*Selected excerpt*:
━━━━━━

Note: George Glasco, George "Horse" Haggerty, Waite Hoyt, Tubby Raskin, and Rusty Saunders would not be a part of the Arcadians' roster during the inaugural ABL championship series for one reason or another.

==American Basketball League Standings==

First Half
| Team | Wins | Losses | Winning % |
|---|---|---|---|
| Brooklyn Arcadians | 12 | 4 | .750 |
| Washington Palace Five / Laundrymen | 11 | 5 | .688 |
| Cleveland Rosenblums | 10 | 6 | .625 |
| Rochester Centrals | 9 | 7 | .562 |
| Fort Wayne Caseys | 7 | 9 | .438 |
| Chicago Bruins | 6 | 10 | .375 |
| Detroit Pulaski Post Five | 6 | 10 | .375 |
| Boston Whirlwinds^{×} | 6 | 10 | .375 |
| Buffalo Bisons / Germans | 5 | 11 | .322 |

× – The Boston Whirlwinds were expelled by the end of the first half of the season due to a dispute over player contracts.

━━━━━━

*Data segment*:
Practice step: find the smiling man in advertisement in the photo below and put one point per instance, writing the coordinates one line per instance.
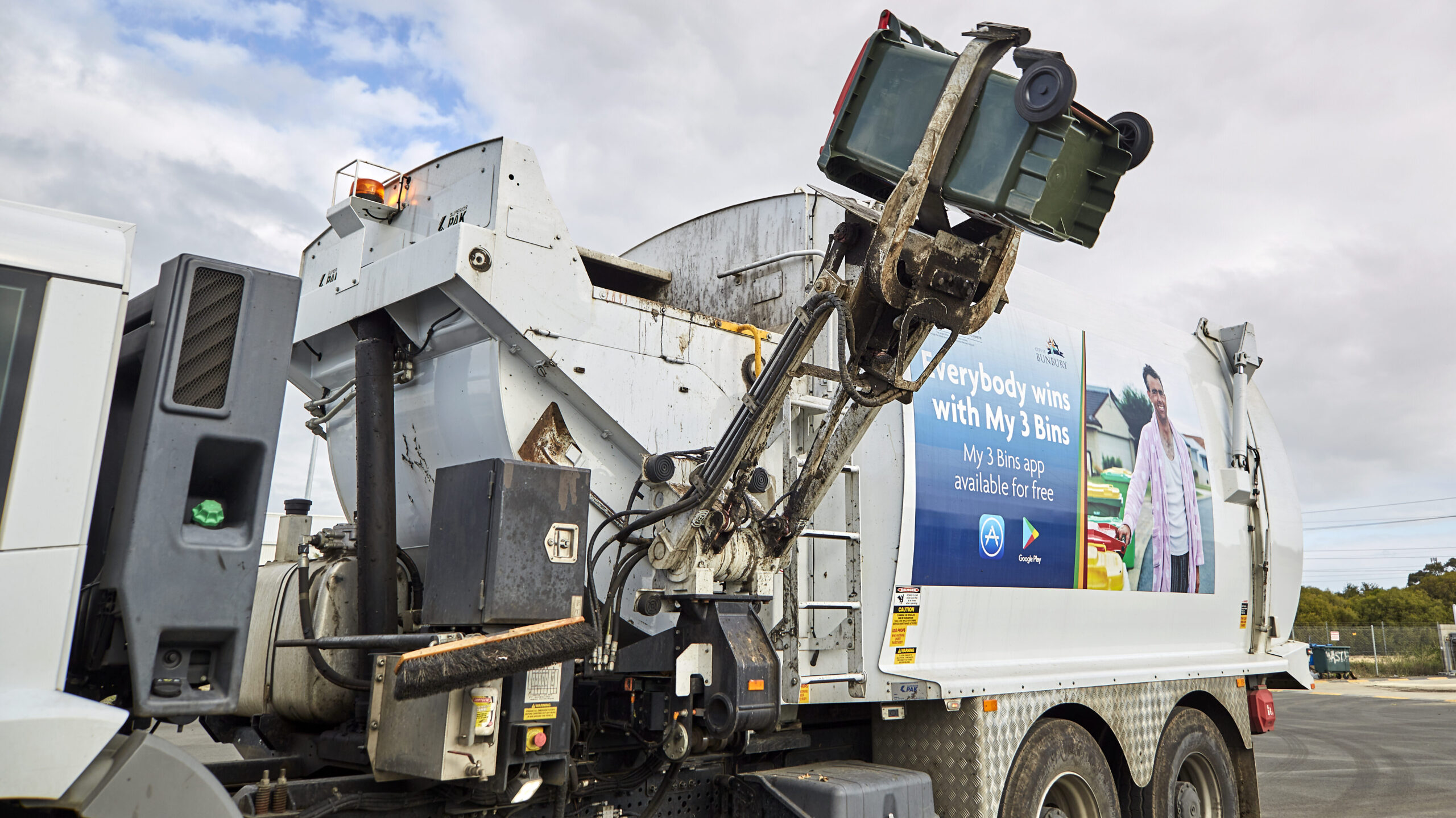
(1165, 466)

━━━━━━

*Task to complete*: Write what comes next in the American Basketball League standings excerpt, picking up after its note about the Boston Whirlwinds' expulsion.

*Exercise result*:
Second Half
| Team | Wins | Losses | Winning % |
|---|---|---|---|
| Cleveland Rosenblums | 13 | 1 | .919 |
| Washington Palace Five / Laundrymen | 11 | 3 | .786 |
| Rochester Centrals | 9 | 5 | .643 |
| Brooklyn Arcadians | 7 | 7 | .500 |
| Fort Wayne Caseys | 6 | 8 | .429 |
| Buffalo Bisons / Germans | 5 | 9 | .357 |
| Chicago Bruins | 3 | 11 | .214 |
| Detroit Pulaski Post Five | 2 | 12 | .143 |

==ABL Championship Series==
Brooklyn Arcadians (1st Half Champions) Vs. Cleveland Rosenblums (2nd Half Champions): Cleveland Rosenblums win series 3–0

- Game 1: April 7, 1926 @ Cleveland: Cleveland Rosenblums 36, Brooklyn Arcadians 33
- Game 2: April 8, 1926 @ Cleveland: Cleveland Rosenblums 37, Brooklyn Arcadians 21
- Game 3: April 9, 1926 @ Manhattan: Cleveland Rosenblums 23, Brooklyn Arcadians 22

A more detailed analysis of the inaugural 1926 ABL championship series of games played can be found on APBR.org.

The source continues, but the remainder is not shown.